The Tripartite Tractate is monadic, but it does not exhibit the pure monism found in Hippolytus’ system, which emphasizes the absolute solitude and monarchy of the Monad. Although in the Tripartite Tractate the Father also has no consort, he is perpetually filled with his offspring, both the Son and the aeons that compose the Church, earning him the epithet ‘the Entireties’ (πληρώματα). The Father is an incomprehensible plenitude of goodness. The Son and the Church exist from eternity in the thoughts of the Father, which are externalized, like sprouting seeds. The process is not one from nonexistence to existence, as would be expected in a purely monadic system, but of interior latency to external individualization. The Tripartite Tractate avoids metaphors of gender, marriage, and procreation, and restricts itself to an eternal hierarchical Father–Son relationship. It thus offers an unusual type of monism, one that makes plurality an essential, eternal condition of the Monad, something similar to Irenaeus’ second of three positions regarding Depth.

____

*Written exercise A*. Name every metaphor that the passage on the Tripartite Tractate says the work avoids.
*Written exercise B*. For each statement, answer yes or no on whether the passage on the Tripartite Tractate agrees with it, and quote the words that decide it. (i) In the Tripartite Tractate the Father has a consort. (ii) The Son and the Church exist from eternity in the Father's thoughts. (iii) The process goes from nonexistence to existence.
The data that follow come from a separate source.

*Given information*.
____

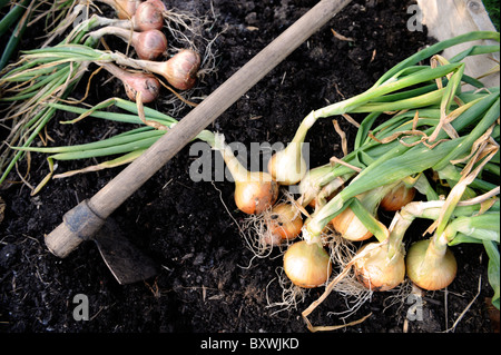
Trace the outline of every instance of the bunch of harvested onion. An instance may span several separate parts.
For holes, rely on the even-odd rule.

____

*Task solution A*. Gender, marriage, and procreation.

*Task solution B*.
(i) No: "the Father also has no consort"
(ii) Yes: "The Son and the Church exist from eternity in the thoughts of the Father"
(iii) No: "The process is not one from nonexistence to existence"